**Given request**
Copy out the catalog entry on Black Islam in South Africa word for word, from start to finish.

**Excerpt to read**
§
Title data
Gebauer, Matthias:
Black Islam South Africa : Religious Territoriality, Conversion, and the Transgression of Orderly Indigeneity. Überarbeitete Fassung.
Passau
:
Selbstverlag Fach GEOGRAPHIE der Universität Passau
,
2021
. -
115 p.
- (Passauer Schriften zur Geographie
; 32
)
ISBN 978-3-9817553-5-0
Abstract in another language
Social alienation and the struggle to belong in the South African society are not only matters of political discourse but touch the practical sphere of everyday life in the respective places of residence. This book approaches the entanglements of religion and space within the processes of re-ordering African indigeneity in post-apartheid South Africa. It asks how conversion to Islam constitutes the longing for a post-colonial and post-racialized African self. This study specifically engages with dynamics surrounding Black and Muslim practices and identity politics in formerly demarcated Black African areas. Here, even after the official end of apartheid, spatial racialization and social inequalities persist. Modes of orderings rooted in colonialism and apartheid still define what orderly belonging and African indigeneity mean. Thus, the inhabitants of those spaces find themselves in situations every day in which their habitat continuously ascribes oppression and racialization. The post-1994 promise for equal citizenship seems to be slowly fading, becoming a broken promise, on whose fulfillment the majority of people who were previously—by official definition and demarcation—only granted the right of being a migratory workforce, sojourners in the White spaces, are still waiting. Against this background, this thesis engages with the attempts to reformulate and recreate African indigeneity on the basis of a counter-hegemonic ideology of being Black and Muslim. It pays attention to the emergence and articulation of a Black Muslim indigeneity that is based on bringing together a pre-colonial idealization of the African self with global ideologies of Muslim Blackness.
§
**Listing**
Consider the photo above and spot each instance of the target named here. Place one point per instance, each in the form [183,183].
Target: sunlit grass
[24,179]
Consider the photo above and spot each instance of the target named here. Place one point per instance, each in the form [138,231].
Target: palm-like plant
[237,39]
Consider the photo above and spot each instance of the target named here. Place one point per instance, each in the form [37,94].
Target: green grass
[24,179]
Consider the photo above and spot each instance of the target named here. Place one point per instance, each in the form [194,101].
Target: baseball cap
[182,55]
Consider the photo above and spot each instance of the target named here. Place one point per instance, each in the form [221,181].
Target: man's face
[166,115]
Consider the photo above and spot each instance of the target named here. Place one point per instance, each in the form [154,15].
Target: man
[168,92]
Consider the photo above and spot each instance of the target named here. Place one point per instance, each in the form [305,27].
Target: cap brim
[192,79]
§
**Task answer**
Title data
Gebauer, Matthias:
Black Islam South Africa : Religious Territoriality, Conversion, and the Transgression of Orderly Indigeneity. Überarbeitete Fassung.
Passau
:
Selbstverlag Fach GEOGRAPHIE der Universität Passau
,
2021
. -
115 p.
- (Passauer Schriften zur Geographie
; 32
)
ISBN 978-3-9817553-5-0
Abstract in another language
Social alienation and the struggle to belong in the South African society are not only matters of political discourse but touch the practical sphere of everyday life in the respective places of residence. This book approaches the entanglements of religion and space within the processes of re-ordering African indigeneity in post-apartheid South Africa. It asks how conversion to Islam constitutes the longing for a post-colonial and post-racialized African self. This study specifically engages with dynamics surrounding Black and Muslim practices and identity politics in formerly demarcated Black African areas. Here, even after the official end of apartheid, spatial racialization and social inequalities persist. Modes of orderings rooted in colonialism and apartheid still define what orderly belonging and African indigeneity mean. Thus, the inhabitants of those spaces find themselves in situations every day in which their habitat continuously ascribes oppression and racialization. The post-1994 promise for equal citizenship seems to be slowly fading, becoming a broken promise, on whose fulfillment the majority of people who were previously—by official definition and demarcation—only granted the right of being a migratory workforce, sojourners in the White spaces, are still waiting. Against this background, this thesis engages with the attempts to reformulate and recreate African indigeneity on the basis of a counter-hegemonic ideology of being Black and Muslim. It pays attention to the emergence and articulation of a Black Muslim indigeneity that is based on bringing together a pre-colonial idealization of the African self with global ideologies of Muslim Blackness.